**Your task**
Extract every row below word for word, and leave the picture out of your answer.

**Supplied data**
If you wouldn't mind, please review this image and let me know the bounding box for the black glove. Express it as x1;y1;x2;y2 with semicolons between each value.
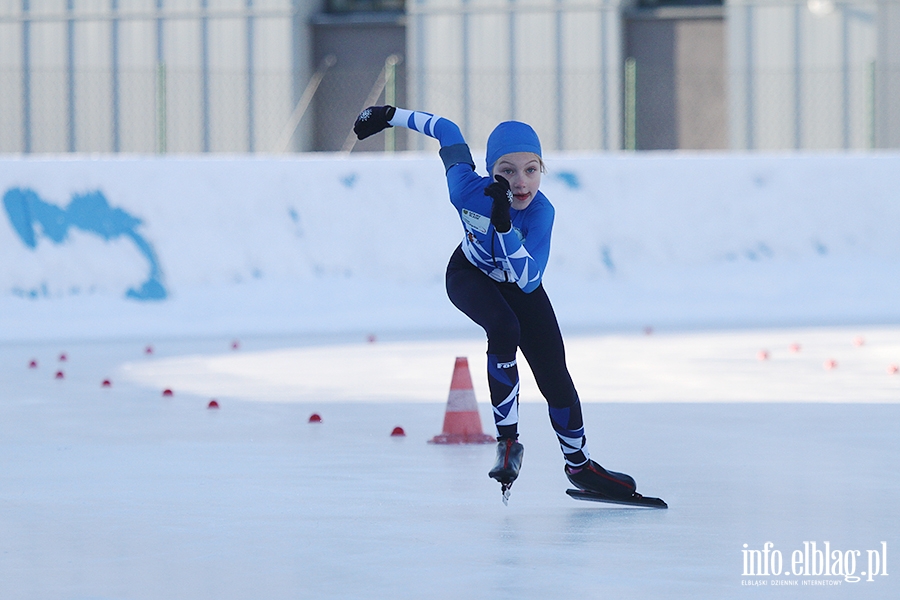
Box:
353;106;397;140
484;175;513;233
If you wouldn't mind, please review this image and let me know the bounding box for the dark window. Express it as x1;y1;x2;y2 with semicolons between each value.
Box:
325;0;405;13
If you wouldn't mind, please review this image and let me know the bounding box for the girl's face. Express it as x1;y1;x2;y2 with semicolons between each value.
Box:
491;152;543;210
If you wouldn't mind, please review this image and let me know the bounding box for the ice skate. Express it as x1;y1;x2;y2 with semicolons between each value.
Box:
566;460;637;500
488;438;525;504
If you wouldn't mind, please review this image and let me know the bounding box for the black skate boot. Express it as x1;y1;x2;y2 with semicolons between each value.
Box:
488;437;525;486
566;460;637;500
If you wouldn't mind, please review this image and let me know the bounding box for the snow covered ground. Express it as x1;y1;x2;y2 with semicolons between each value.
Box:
0;154;900;600
0;327;900;600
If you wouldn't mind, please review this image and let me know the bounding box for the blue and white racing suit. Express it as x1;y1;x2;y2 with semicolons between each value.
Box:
390;108;590;467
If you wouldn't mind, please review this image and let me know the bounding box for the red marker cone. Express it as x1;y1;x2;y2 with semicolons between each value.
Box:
430;356;497;444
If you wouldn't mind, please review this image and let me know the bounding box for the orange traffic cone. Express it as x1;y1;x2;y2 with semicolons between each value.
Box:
429;356;497;444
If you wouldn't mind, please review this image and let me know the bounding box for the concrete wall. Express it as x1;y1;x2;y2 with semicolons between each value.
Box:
625;7;728;150
0;153;900;340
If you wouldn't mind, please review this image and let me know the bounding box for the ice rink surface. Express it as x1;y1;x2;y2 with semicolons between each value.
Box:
0;327;900;600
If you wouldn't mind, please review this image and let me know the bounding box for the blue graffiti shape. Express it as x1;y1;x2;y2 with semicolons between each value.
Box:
556;171;581;190
3;188;168;300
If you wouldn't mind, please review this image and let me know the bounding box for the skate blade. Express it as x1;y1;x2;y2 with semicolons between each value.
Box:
566;488;669;508
500;483;512;506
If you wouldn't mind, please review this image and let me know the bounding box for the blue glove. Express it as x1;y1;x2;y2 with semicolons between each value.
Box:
484;175;513;233
353;106;397;140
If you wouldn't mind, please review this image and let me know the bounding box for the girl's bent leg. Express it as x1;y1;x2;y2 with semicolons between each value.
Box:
447;252;519;439
504;286;590;467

**Task solution**
If you wouldn't mind, please review this image and let me know the bounding box for the black glove. Express it as x1;y1;x2;y2 with semicolons between each value.
Box:
353;106;397;140
484;175;513;233
If you wouldn't mind, please review this image and let me know the bounding box for the dark window. Express it as x1;y1;x2;y2 with semicolons between each value.
Box:
325;0;405;13
If you wouldn't mind, please review this image and let me know the bounding box for the girl's face. Express it as x1;y1;x2;y2 with semicolons between each value.
Box:
491;152;543;210
If you wouldn't mind, please review this image and let me know the bounding box for the ice skate. Express it as x1;y1;x2;y2 with semicolons between each value.
Box:
566;460;637;500
488;438;525;504
If you wouldn't mind, please review this image and let me know the bounding box for the black skate boot. Express it as x1;y1;x2;y2 with semicolons between each value.
Box:
488;437;525;486
566;460;637;500
If you wouldn't mind, please review this image and let me know the bounding box for the snow covered ground. Express it as x1;y1;x2;y2 with semicolons between each value.
Box:
0;154;900;600
0;327;900;600
If you wouldn't mind, please review this image and let me know the bounding box for the blue and white racing suit. Express it as x1;y1;x2;y2 with semicolons between each value.
Box:
390;108;590;467
If you wouldn't mind, please review this image and let me know the bounding box for the red marker cone. Express it as x1;y1;x2;y2 with semicolons between each value.
Box:
430;356;497;444
If you wouldn't mind, please review this image and let me know the bounding box for the orange traffic cone. Express it as x1;y1;x2;y2 with semicolons between each value.
Box:
429;356;497;444
If you wouldn't mind, please review this image and let me know the bounding box for the concrete wall. Express it as x1;y1;x2;y2 with semicolons between each value.
Box:
625;7;728;150
0;153;900;340
If you wouldn't mind, please review this image and let me know the bounding box for the ice rink surface. Express it as x1;y1;x2;y2 with semicolons between each value.
Box:
0;327;900;600
If you wouldn't mind, please review this image and let me know the bounding box for the blue graffiti shape. Express it as x1;y1;x2;y2 with semicolons between each value.
Box:
556;171;581;190
3;188;168;300
If you wouldn't mind, please review this image and let me know the bounding box for the skate blade. Express it as x1;y1;x2;y2 with semicolons between each value.
Box:
566;488;669;508
500;483;512;506
If you wouldn't mind, please review this image and let me know the bounding box for the blue glove. Express it as x1;y1;x2;y2 with semicolons between each value.
Box:
484;175;513;233
353;106;397;140
If you wouldn't mind, please review this image and let me know the bounding box for the girl's bent leg. Express it as x1;y1;x2;y2 with semicolons between each value.
Box:
447;252;519;439
504;286;590;467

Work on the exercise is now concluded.